_WRITTEN TASK A_.
Copy out the part of the news account of the Northern Illinois University shooting from "The first thing" up to and including "was the professor's.".

_TEXT PASSAGE_.
Steven Kazmierczak, who authorities say killed five people at Northern Illinois University on February 14, 2008

The first thing Lhee Santos remembers of the worst afternoon of his life was the tall, thin man kicking open the door on the lecture hall's right side. It was 3:06 p.m. and the intruder walked onto the stage, startling the professor, Joseph Peterson. The unannounced visitor bore several weapons, including a 12-gauge shotgun, a 9-mm Glock pistol and two other pistols. He wore jeans and a t-shirt and carried a guitar case. The 150 or so students in the introductory geology class thought it was all just a joke. That is, until the gunfire started. The first body down was the professor's.

Santos, 20, was sitting on Row 7 of the Cole Hall lecture room at Northern Illinois University, not far from his girlfriend of five months, Monique Caspillan, 19. It was Valentine's Day, and they were to celebrate later that evening. Instead, they became witnesses to a St. Valentine's Day massacre in this campus of 25,000 students in DeKalb, about an hour's drive west of Chicago. Five students were killed. The sixth fatality was the gunman, identified as Steven P. Kazmierczak, 27, who apparently took his own life on the lecture hall stage. Many others were shot or injured, including Peterson, who survived the rampage. It had been a week full of shootings on a number of high school campuses but the deadly six-minute long incident at NIU was by far the most reminiscent of last year's horrendous Virginia Tech massacre where a lone gunman killed 32 people before committing suicide.

When the shooting started, Santos says Kazmierczak fired directly into the center of the class, at the front row of students. Several students screamed. Some threw themselves into the space between chairs. Hoping to escape out the top back doors, some began rushing up the two ascending aisles, which divided the room into three seating areas that swept upwards. Kazmierczak then took aim at those very fleeing students, Santos says. The attacker then hopped down onto the main floor. Santos, in Row 7, reached for his girlfriend, and for a moment pulled her against the far right wall, just steps from the room's front exit. The couple shivered, hoping to evade the gunman's path. "But he was just stepping up the aisles, just shooting people, just like that," Santos says, imitating Kazmierczak's motion with his arms to show how the attacker shot students "at point-blank range."

As Kazmierczak ascended the steps, Santos and Caspillan threw themselves onto the ground, between the seats. Kazmierczak stopped just there, at Row 7, but apparently keeping his gaze, and aim, at the students who were attempting to leave. "If he'd have just turned around," Santos says, "he would've shot me. I wouldn't be here."

_WRITTEN TASK B_.
Rewrite the records from their start up to and including the line with "<point>559,724</point>", changing "one point per instance" to "one point for each instance" and keeping all else the same. Leave out the pictures.

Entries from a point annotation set
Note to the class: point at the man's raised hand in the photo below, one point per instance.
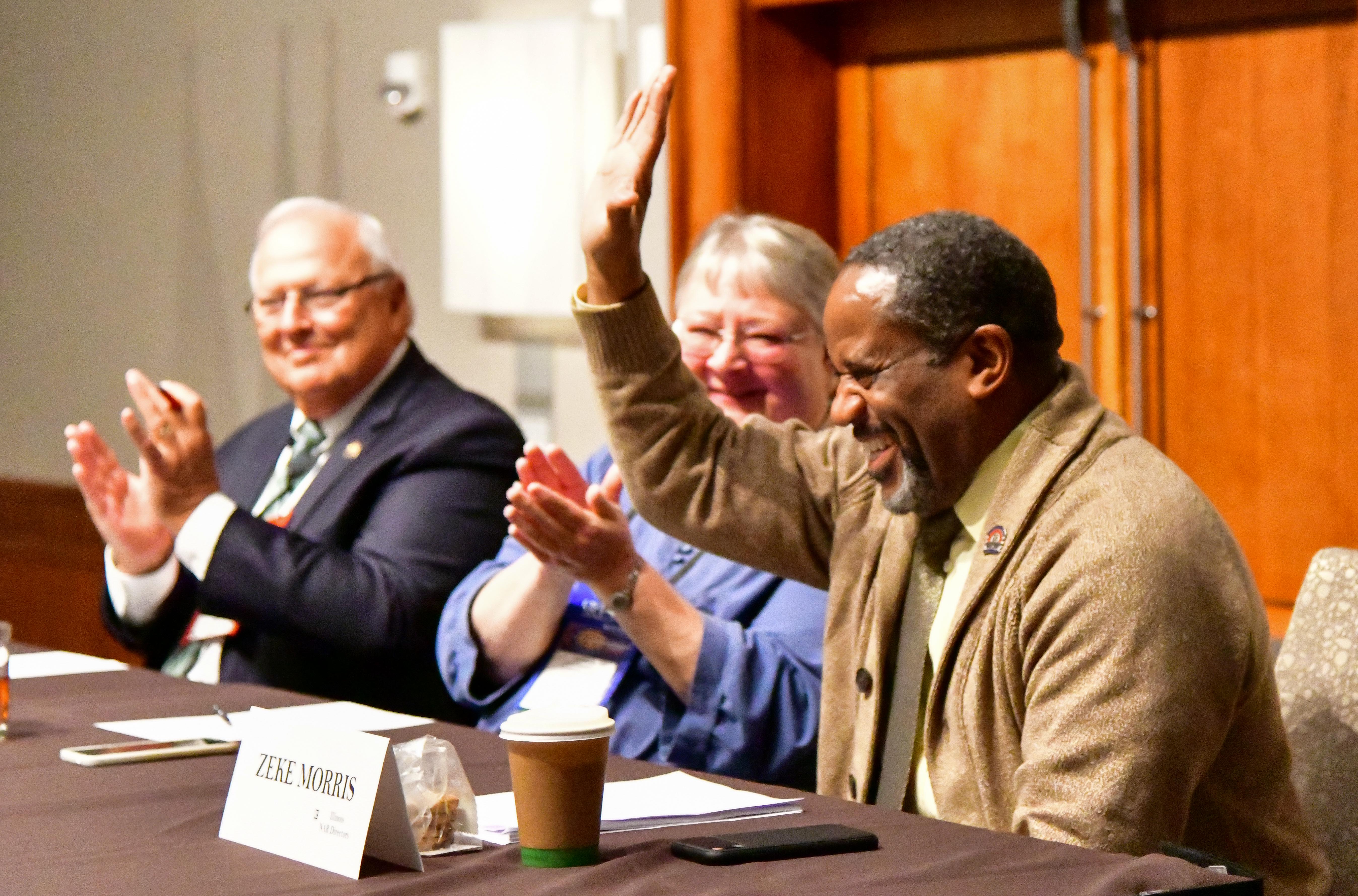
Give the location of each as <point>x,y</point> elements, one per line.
<point>616,203</point>
<point>174,446</point>
<point>119,503</point>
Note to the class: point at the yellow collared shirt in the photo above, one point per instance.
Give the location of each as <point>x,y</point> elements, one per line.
<point>971,510</point>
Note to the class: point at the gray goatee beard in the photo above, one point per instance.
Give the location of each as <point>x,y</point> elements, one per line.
<point>917,491</point>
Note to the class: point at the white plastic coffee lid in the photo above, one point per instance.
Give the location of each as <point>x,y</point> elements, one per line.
<point>559,724</point>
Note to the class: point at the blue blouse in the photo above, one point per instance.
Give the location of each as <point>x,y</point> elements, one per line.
<point>756,698</point>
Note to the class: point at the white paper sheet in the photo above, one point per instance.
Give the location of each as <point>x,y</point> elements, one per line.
<point>343,716</point>
<point>36,666</point>
<point>651,803</point>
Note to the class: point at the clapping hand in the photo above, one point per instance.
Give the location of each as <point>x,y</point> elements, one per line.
<point>119,503</point>
<point>174,446</point>
<point>616,203</point>
<point>569,525</point>
<point>139,515</point>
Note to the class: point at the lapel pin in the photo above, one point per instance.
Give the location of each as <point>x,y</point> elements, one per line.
<point>995,539</point>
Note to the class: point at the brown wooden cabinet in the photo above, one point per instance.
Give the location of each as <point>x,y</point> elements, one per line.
<point>848,116</point>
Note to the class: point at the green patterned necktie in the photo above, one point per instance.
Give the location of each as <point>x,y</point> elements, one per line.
<point>306,450</point>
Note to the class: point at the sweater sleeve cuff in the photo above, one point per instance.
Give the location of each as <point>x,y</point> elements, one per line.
<point>197,541</point>
<point>628,337</point>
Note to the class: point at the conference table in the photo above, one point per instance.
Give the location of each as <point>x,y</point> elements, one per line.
<point>151,829</point>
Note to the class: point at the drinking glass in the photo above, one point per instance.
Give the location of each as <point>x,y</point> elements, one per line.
<point>5,679</point>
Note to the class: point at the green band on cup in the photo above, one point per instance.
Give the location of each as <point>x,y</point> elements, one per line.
<point>560,858</point>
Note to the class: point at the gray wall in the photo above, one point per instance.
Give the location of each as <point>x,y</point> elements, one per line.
<point>142,140</point>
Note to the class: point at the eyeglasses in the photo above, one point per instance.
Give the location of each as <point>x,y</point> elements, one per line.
<point>701,343</point>
<point>268,307</point>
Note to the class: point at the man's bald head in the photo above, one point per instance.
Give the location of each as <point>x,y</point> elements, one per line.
<point>329,302</point>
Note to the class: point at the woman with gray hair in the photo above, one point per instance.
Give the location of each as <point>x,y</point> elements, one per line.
<point>704,663</point>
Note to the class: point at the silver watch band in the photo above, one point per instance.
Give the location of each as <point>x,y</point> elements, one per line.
<point>623,598</point>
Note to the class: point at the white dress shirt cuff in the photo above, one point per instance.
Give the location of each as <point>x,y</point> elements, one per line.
<point>138,598</point>
<point>199,538</point>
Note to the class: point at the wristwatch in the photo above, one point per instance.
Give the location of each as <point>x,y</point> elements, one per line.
<point>623,598</point>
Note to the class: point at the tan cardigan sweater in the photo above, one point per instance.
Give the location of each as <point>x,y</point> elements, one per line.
<point>1107,678</point>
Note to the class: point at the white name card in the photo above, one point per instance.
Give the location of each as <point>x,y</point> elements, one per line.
<point>318,796</point>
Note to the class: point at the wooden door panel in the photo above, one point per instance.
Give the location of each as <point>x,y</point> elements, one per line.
<point>1260,237</point>
<point>995,135</point>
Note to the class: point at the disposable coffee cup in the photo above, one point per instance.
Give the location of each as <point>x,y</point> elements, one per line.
<point>557,760</point>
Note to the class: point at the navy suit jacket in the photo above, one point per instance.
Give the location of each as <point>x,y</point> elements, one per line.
<point>344,603</point>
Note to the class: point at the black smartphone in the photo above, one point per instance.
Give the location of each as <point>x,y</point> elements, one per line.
<point>766,846</point>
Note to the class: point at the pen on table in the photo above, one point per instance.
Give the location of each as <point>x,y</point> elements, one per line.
<point>174,402</point>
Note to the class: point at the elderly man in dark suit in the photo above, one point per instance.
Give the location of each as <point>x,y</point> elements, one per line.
<point>316,548</point>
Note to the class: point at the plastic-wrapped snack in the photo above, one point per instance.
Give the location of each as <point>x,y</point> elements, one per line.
<point>439,800</point>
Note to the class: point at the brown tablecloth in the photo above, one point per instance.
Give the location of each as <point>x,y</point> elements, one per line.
<point>151,829</point>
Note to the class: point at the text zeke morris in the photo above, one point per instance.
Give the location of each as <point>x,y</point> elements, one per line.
<point>314,778</point>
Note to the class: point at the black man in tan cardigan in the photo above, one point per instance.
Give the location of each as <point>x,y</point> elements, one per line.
<point>1037,622</point>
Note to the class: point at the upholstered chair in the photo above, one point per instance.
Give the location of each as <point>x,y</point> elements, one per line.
<point>1318,682</point>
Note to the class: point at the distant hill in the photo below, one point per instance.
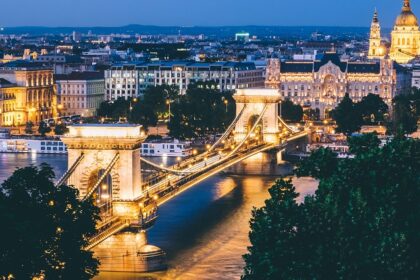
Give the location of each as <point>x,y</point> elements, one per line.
<point>220,31</point>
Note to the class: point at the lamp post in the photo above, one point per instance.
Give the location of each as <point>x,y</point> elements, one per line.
<point>168,102</point>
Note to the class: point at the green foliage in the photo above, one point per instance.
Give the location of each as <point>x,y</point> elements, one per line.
<point>347,117</point>
<point>29,127</point>
<point>201,111</point>
<point>320,165</point>
<point>406,112</point>
<point>362,223</point>
<point>291,112</point>
<point>60,129</point>
<point>350,116</point>
<point>273,229</point>
<point>360,145</point>
<point>155,105</point>
<point>43,128</point>
<point>44,228</point>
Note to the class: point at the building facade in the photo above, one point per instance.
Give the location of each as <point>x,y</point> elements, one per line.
<point>131,80</point>
<point>27,93</point>
<point>376,49</point>
<point>322,84</point>
<point>80,93</point>
<point>405,37</point>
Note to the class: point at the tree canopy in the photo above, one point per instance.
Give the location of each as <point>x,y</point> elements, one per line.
<point>201,111</point>
<point>362,223</point>
<point>406,112</point>
<point>347,116</point>
<point>44,228</point>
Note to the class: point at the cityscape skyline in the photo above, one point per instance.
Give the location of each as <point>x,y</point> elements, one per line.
<point>78,13</point>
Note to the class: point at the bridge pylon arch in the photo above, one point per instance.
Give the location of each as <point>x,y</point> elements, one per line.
<point>104,162</point>
<point>252,103</point>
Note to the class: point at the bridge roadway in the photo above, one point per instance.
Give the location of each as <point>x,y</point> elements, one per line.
<point>198,169</point>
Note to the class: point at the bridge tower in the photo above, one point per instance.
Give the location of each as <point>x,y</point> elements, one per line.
<point>251,103</point>
<point>104,162</point>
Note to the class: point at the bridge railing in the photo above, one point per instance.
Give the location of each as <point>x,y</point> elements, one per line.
<point>70,171</point>
<point>106,173</point>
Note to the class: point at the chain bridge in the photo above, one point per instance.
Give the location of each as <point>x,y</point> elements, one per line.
<point>105,165</point>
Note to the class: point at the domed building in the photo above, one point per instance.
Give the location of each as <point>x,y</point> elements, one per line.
<point>405,37</point>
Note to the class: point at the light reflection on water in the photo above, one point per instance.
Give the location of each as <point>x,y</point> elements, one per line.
<point>204,231</point>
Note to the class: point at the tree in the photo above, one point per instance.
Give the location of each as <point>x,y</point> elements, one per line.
<point>203,110</point>
<point>155,105</point>
<point>362,223</point>
<point>43,128</point>
<point>405,114</point>
<point>60,129</point>
<point>372,109</point>
<point>346,116</point>
<point>45,228</point>
<point>291,112</point>
<point>274,224</point>
<point>29,127</point>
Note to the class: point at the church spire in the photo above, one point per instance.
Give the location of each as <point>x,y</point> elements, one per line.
<point>375,16</point>
<point>406,6</point>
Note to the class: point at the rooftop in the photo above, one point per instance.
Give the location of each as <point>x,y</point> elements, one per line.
<point>80,76</point>
<point>105,131</point>
<point>23,65</point>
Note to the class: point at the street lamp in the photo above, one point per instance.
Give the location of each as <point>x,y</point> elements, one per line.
<point>168,102</point>
<point>226,103</point>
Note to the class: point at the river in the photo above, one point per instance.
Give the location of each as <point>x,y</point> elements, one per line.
<point>204,231</point>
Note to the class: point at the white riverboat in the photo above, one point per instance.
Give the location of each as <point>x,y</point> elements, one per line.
<point>166,148</point>
<point>30,144</point>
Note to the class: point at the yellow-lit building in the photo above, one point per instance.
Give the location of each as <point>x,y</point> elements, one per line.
<point>405,37</point>
<point>376,49</point>
<point>27,93</point>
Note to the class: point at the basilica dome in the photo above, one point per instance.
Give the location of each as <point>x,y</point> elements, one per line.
<point>406,18</point>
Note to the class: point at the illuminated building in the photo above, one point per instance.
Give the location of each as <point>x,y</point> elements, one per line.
<point>131,80</point>
<point>321,84</point>
<point>27,93</point>
<point>79,93</point>
<point>405,37</point>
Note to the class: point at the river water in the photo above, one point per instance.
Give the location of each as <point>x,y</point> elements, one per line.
<point>204,231</point>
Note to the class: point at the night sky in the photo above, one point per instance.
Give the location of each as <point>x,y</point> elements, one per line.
<point>199,12</point>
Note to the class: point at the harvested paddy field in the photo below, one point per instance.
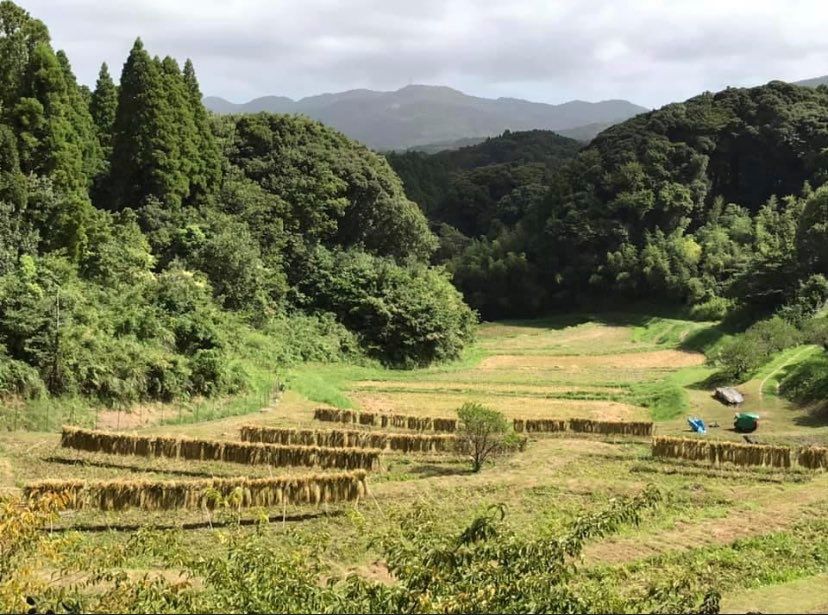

_FINAL ANSWER A_.
The first thing Lhee Santos remembers of the worst afternoon of his life was the tall, thin man kicking open the door on the lecture hall's right side. It was 3:06 p.m. and the intruder walked onto the stage, startling the professor, Joseph Peterson. The unannounced visitor bore several weapons, including a 12-gauge shotgun, a 9-mm Glock pistol and two other pistols. He wore jeans and a t-shirt and carried a guitar case. The 150 or so students in the introductory geology class thought it was all just a joke. That is, until the gunfire started. The first body down was the professor's.

_FINAL ANSWER B_.
Note to the class: point at the man's raised hand in the photo below, one point for each instance.
Give the location of each as <point>x,y</point> elements, one per line.
<point>616,203</point>
<point>174,446</point>
<point>119,503</point>
Note to the class: point at the yellow collared shirt in the photo above, one point for each instance.
Give the location of each as <point>x,y</point> elements, one per line.
<point>971,510</point>
Note to the class: point at the gray goatee beard in the photo above, one point for each instance.
Give the location of each as <point>x,y</point> elements, one per line.
<point>917,491</point>
Note to the class: point at the white plastic coffee lid in the photo above, one point for each instance.
Give the location of each as <point>x,y</point> elements, one per line.
<point>559,724</point>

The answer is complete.